EXERCISE PASSAGE: Begin

From Streets to Pages: Inside the Life of a Beijing Courier
Editor’s note: During Lunar New Year in 2020, Hu Anyan, who was unemployed at the time, passed his time at home by writing and regularly posting his stories online. Among these tales, “My Year Working Night Shifts for Deppon Express,” was a hit with readers.
The story and other jottings by Hu have been compiled into a book titled “Beijing Courier,” which was published earlier this year by Insight Media. The COVID-19 pandemic, however, was far from Hu’s first foray into writing. He first picked up the pen in 2009, and, in the more than a decade since then, has moved from one city to another doing all kinds of jobs, including working as a security guard, bakery apprentice, convenience store clerk, bike salesman, and online store employee. This eclectic work history has led him from Guangdong province to the Guangxi Zhuang Autonomous Region, to Yunnan province, to Shanghai, and finally to Beijing, where he worked as a courier.
Hu candidly shares that he turned to reading and writing as a way to escape the bleak reality. But he has come to realize that life is too short to live in bitterness. His written recounts of these varied job experiences reflect his positive attitude toward life and the world around him. They tell the story of an individual choosing to find meaning in the constraints and, at times, arduous existence. Ultimately, Hu’s book tells a lesson that happiness is less about the absence of hardship and more about seeking significance in the minutiae of everyday life.
The following is an excerpt from “Beijing Courier”:
Gaoloujin, a village on the eastern outskirts of Beijing, has a total of 16 buildings. Numbers 1 through 7 are for villagers who’ve been relocated back to their original place of residence, while numbers 8 to 16 are for newcomers from other regions. It’s easy enough to deliver packages to the former, as the elder members of these local families are typically at home throughout the day. Even on the rare occasions when they’re out buying groceries, I can usually leave their packages on their doorstep or in their power hub. The villagers form such a tight-knit community that no one — not even someone handing out pamphlets — would dare go anywhere near a package for fear of alerting hawk-eyed neighbors.
In contrast, the newer residents are a far more mixed bunch. Most of them are young migrant workers who live together as roommates. They all go out to work in the daytime, leaving no one to answer the door. With little neighborhood connection and lots of non-residents coming in and out at all hours, delivering packages here is a risky business. The first time I went there, a coworker working the same route asked me to deliver packages to buildings 8 through 16, while he took care of numbers 1 through 7. Every day, I was rushed off my feet delivering packages to three separate areas: half of Gaoloujin, a nearby residential complex called Xincheng Leju (New Town Joyful Dwellings), and a film and TV studio. By the end of the day, I was absolutely exhausted.

EXERCISE PASSAGE: End

- [CHECK YOUR UNDERSTANDING]:
• A. Print the part of the courier article that opens with the words containing "Hu candidly shares" and closes with "of everyday life.".
• B. Decide whether each statement agrees with the courier article, answering yes or no and quoting the deciding words: (i) Hu first began writing in 2009. (ii) Gaoloujin has a total of 20 buildings. (iii) The narrator delivered packages to buildings 1 through 7.
• C. Using the courier article, answer these questions:
(i) Which publisher released "Beijing Courier"?
(ii) Where is Gaoloujin located?
(iii) What is the name of the nearby residential complex on the narrator's route?
Rely only on the courier article for what comes next.

MATERIAL SHOWN: Begin

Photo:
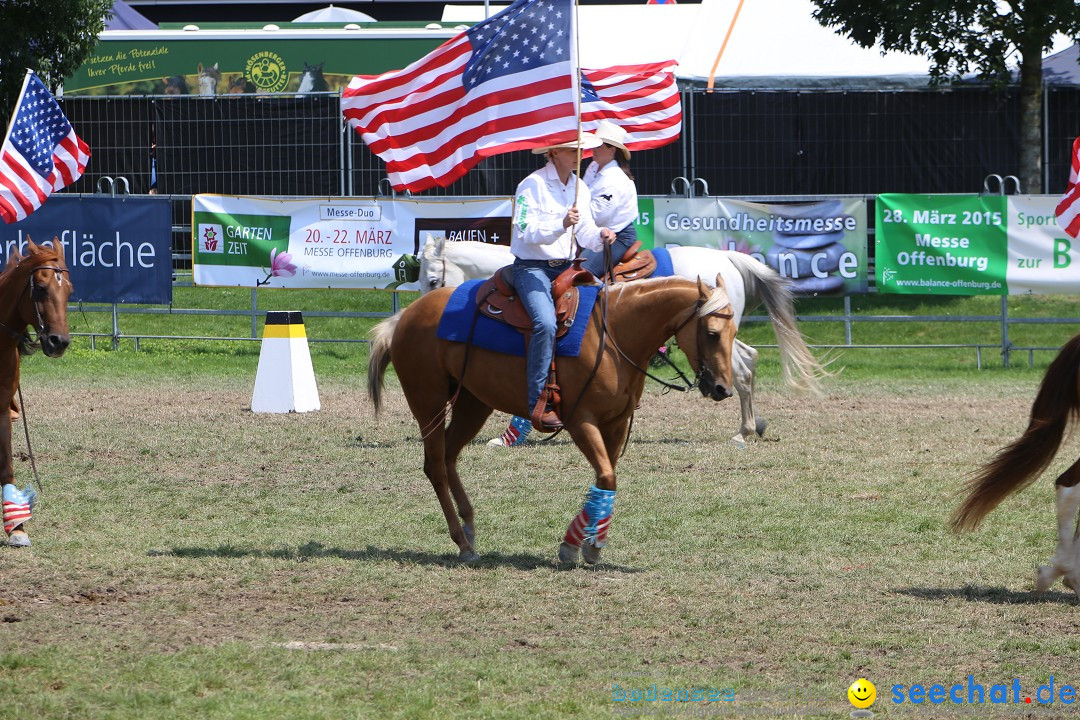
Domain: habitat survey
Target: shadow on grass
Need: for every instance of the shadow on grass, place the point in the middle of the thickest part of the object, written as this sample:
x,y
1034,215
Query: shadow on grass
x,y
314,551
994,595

MATERIAL SHOWN: End
MATERIAL SHOWN: Begin

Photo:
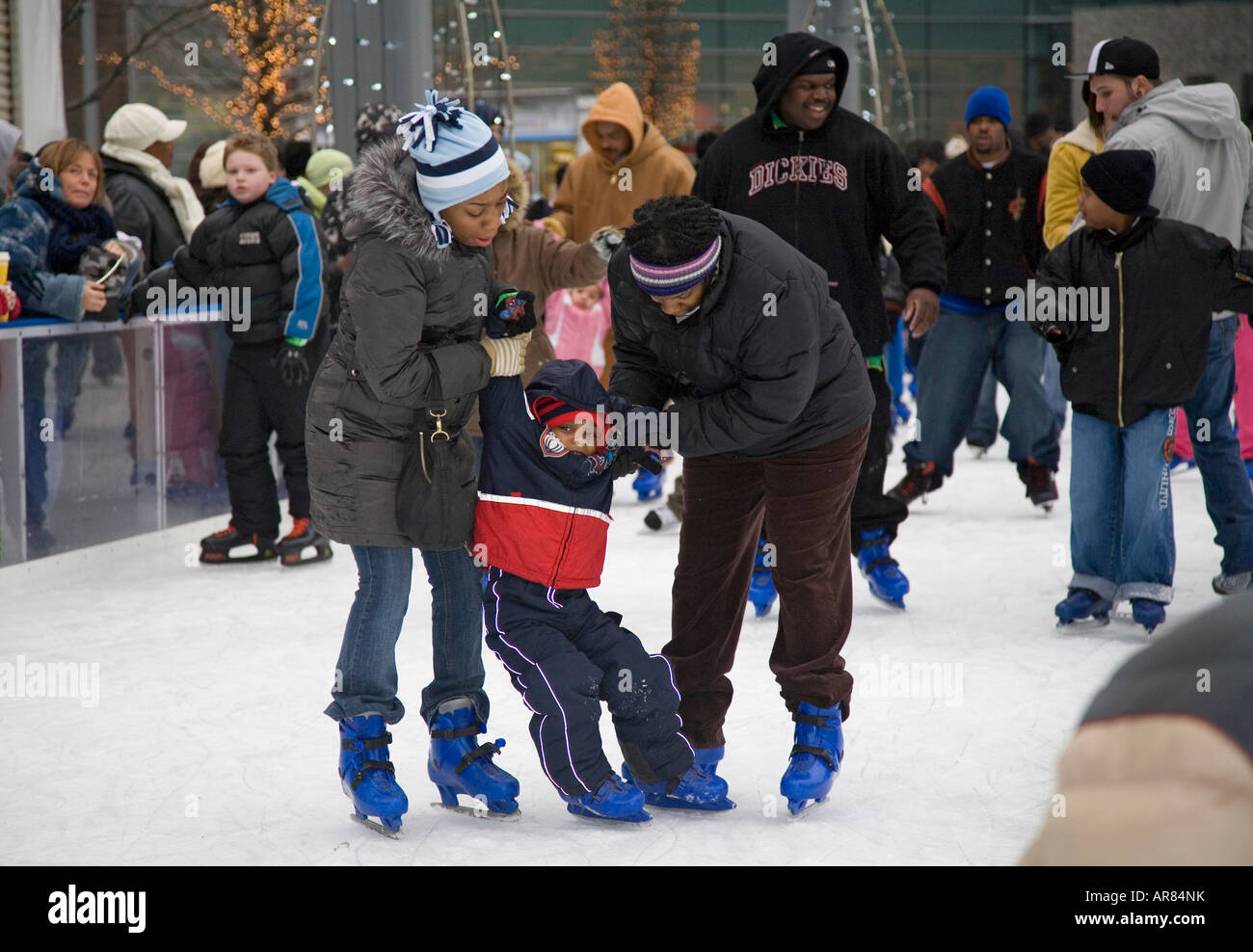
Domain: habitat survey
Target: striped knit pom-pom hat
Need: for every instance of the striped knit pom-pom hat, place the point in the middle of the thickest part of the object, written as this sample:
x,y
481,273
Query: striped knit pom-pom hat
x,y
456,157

MATERIAL SHOWN: End

- [RESULTS BY TASK]:
• A.
Hu candidly shares that he turned to reading and writing as a way to escape the bleak reality. But he has come to realize that life is too short to live in bitterness. His written recounts of these varied job experiences reflect his positive attitude toward life and the world around him. They tell the story of an individual choosing to find meaning in the constraints and, at times, arduous existence. Ultimately, Hu’s book tells a lesson that happiness is less about the absence of hardship and more about seeking significance in the minutiae of everyday life.

• B.
(i) Yes: "He first picked up the pen in 2009"
(ii) No: "has a total of 16 buildings"
(iii) No: "asked me to deliver packages to buildings 8 through 16, while he took care of numbers 1 through 7"

• C.
(i) Insight Media
(ii) On the eastern outskirts of Beijing
(iii) Xincheng Leju (New Town Joyful Dwellings)